> _Quoted passage_
....................

Names
- Full name: Edwardstown Football Club
- Nickname: Towns
- Club song: "Step to the Rear"

Club details
- Founded: 1919; 107 years ago
- Competition: Adelaide FL
- President: Edward Dessmann
- Coach: Chad Simmons
- Premierships: GDFA (8): 1932, 1939, 1940, 1941, 1943, 1946, 1948, 1949 SWDFA (4): 1952, 1960, 1962, 1966 GSAFA (2): 1973, 1977 SAFA (4): 1980, 1982, 1987, 1988
- Ground: Edwardstown Oval

Uniforms
| Home |

Other information
- Official website: edwardstownfc.com.au

= Edwardstown Football Club =

The Edwardstown Football Club is an Australian rules football club first formed in 1919. In 1938, Edwardstown merged with the Black Forest Football Club from the Adelaide and Suburban Football Association but retained the name Edwardstown. For much of the first 60 years of its existence, the Edwardstown Football Club competed in the Glenelg-South Adelaide District Football League (previously known as the Glenelg-South-West District Football Association and the Mid-Southern Football Association), except for two seasons spent in the Adelaide and Suburban Football Association (1934–35).

In 1978, Edwardstown was a key player in the establishment of the South Australian Football Association (SAFA), a semi-professional league drawing on the stronger clubs of the former Norwood-North Football Association and some other strong metropolitan clubs. Edwardstown won four premierships during the 18 years that the SAFA completion ran. When SAFA folded at the end of the 1995 season, Edwardstown transferred to the South Australian Amateur Football League P1 competition. In 2009, Edwardstown changed leagues once again, with their Senior teams shifting to the Southern Football League.

In 2012, Edwardstown attempted to shift its junior teams from the Metro South Junior Football League (MSJFL) to the Southern Football League, resulting in a breakaway group setting up a separate football club, the Edwardstown Junior Sports Club, in direct competition to the Edwardstown FC, drawing the majority of junior players from them and replacing them in the MSJFL.

....................

[Dataset records]
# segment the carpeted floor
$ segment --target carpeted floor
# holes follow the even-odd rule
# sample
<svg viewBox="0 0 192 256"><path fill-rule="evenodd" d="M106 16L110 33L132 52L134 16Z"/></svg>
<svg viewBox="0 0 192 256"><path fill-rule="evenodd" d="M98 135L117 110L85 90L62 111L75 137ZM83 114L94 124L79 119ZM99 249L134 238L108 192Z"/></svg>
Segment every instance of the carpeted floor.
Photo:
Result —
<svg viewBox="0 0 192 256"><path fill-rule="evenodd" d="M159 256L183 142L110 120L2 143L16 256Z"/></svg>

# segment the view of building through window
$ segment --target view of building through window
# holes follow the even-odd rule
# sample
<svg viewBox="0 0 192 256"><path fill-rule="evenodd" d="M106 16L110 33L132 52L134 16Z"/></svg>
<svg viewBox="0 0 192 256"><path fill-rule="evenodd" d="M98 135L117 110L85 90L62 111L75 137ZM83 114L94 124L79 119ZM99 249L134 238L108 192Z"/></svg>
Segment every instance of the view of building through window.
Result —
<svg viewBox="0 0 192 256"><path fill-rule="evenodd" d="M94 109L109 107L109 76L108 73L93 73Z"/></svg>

....................

> _Direction A_
According to the Edwardstown Football Club page, why did the club transfer to the South Australian Amateur Football League P1 competition? Answer in one to three sentences.
> _Direction B_
Please list every year in which the Edwardstown Football Club page shows the club winning an SWDFA premiership.

> _Exercise answer A_
Edwardstown transferred to the South Australian Amateur Football League P1 competition because the South Australian Football Association (SAFA) folded at the end of the 1995 season.

> _Exercise answer B_
1952, 1960, 1962, 1966